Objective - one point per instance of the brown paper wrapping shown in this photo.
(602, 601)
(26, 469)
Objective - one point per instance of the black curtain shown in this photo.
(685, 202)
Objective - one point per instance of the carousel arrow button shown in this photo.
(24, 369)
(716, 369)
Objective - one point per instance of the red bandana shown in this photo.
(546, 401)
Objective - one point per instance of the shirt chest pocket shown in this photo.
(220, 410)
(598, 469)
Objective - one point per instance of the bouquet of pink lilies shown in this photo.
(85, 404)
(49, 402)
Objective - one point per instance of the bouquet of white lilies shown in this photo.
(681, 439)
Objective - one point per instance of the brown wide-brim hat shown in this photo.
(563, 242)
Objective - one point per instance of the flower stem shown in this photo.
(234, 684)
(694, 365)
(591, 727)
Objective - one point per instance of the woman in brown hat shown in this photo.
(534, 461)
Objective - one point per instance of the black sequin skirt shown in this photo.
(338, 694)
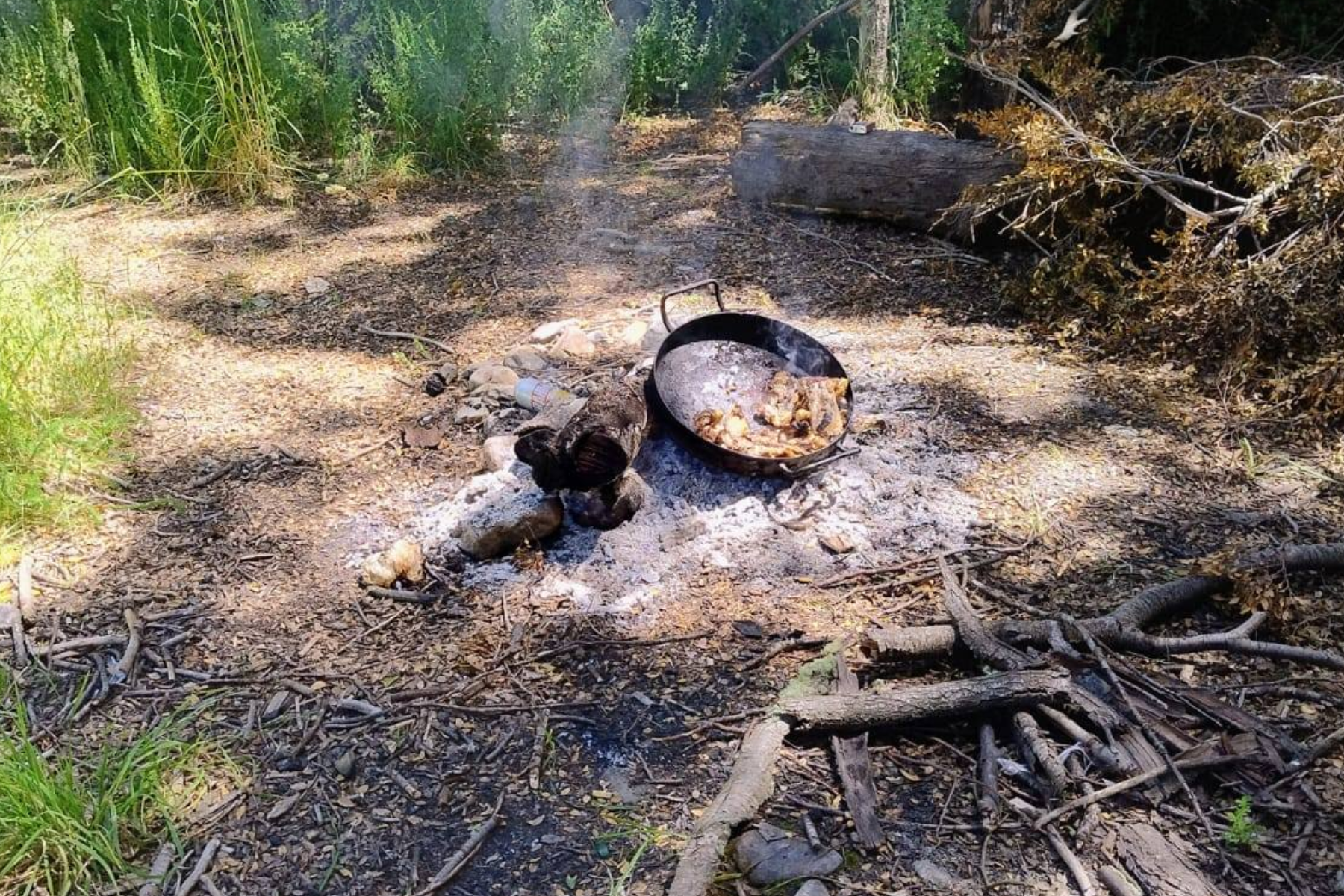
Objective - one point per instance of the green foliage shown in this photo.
(922, 35)
(676, 58)
(1242, 830)
(63, 399)
(223, 93)
(75, 825)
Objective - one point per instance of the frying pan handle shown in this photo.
(690, 287)
(799, 472)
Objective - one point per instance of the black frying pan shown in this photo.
(742, 348)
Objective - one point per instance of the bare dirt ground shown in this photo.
(1115, 477)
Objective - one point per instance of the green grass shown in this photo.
(1242, 829)
(74, 825)
(65, 406)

■ ■ ■

** What the task asks **
If a line falls between the one containing "Objective - one point per instance of the shirt" and the last line of the entries above, both included, reproduce it exactly; leave the pictures out.

** Answer to the exercise **
Objective - one point per instance of the shirt chest pocket shown in this photo.
(220, 410)
(598, 469)
Objective - one point per instance of the bouquet of pink lilies shown in this photo.
(85, 404)
(49, 402)
Objective - one point per instance of the bouquet of white lilies shown in this photo.
(681, 439)
Objective - one point per instance of the brown wide-brim hat shown in this photo.
(563, 242)
Objective - one point per instance of the flower stem shown in this photo.
(234, 684)
(694, 365)
(591, 727)
Objective - one point per instance of the woman in brown hat shown in this photo.
(534, 461)
Objective - one point per instance of the black sequin skirt shown in this photo.
(338, 694)
Objective - one point per instance of the green foliage shown in this photo.
(922, 35)
(676, 58)
(1242, 830)
(63, 399)
(223, 93)
(75, 825)
Objective - one point per instance of the frying pan handle shown in this photo.
(690, 287)
(799, 472)
Objective - one point per instance of the black frying pan shown in this photo.
(742, 348)
Objective - one point per instance of the bare dirt ground shown in this photo.
(1115, 477)
Objective - one point per instance of the green grass shown in this photo.
(1242, 829)
(74, 825)
(65, 406)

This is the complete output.